EXERCISE: Go through the entries below and write each one out exactly.

Data records:

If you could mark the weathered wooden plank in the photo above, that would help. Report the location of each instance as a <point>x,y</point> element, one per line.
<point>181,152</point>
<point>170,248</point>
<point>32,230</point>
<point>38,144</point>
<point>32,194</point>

WRITTEN RESPONSE:
If you could mark the weathered wooden plank in the photo above, that would help. Report the location of each instance as a <point>x,y</point> element, one per line.
<point>181,152</point>
<point>170,248</point>
<point>32,230</point>
<point>38,144</point>
<point>32,194</point>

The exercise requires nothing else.